[Task prompt] Find each line in the material that contains the word "building", and copy those lines.

[Records in a dataset]

*-*-*

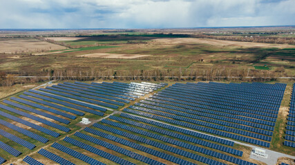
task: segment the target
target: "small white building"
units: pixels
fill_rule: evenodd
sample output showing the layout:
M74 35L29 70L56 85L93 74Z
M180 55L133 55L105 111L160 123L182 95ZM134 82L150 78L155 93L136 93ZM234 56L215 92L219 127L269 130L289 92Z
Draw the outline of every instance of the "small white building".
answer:
M83 118L82 121L81 121L80 123L84 124L88 124L91 123L91 122L89 121L89 120L88 118Z
M265 153L265 150L255 148L255 150L252 150L252 153L255 155L267 158L268 155Z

*-*-*

[Response for this exercise]
target: "small white building"
Draw the outline of every instance of the "small white building".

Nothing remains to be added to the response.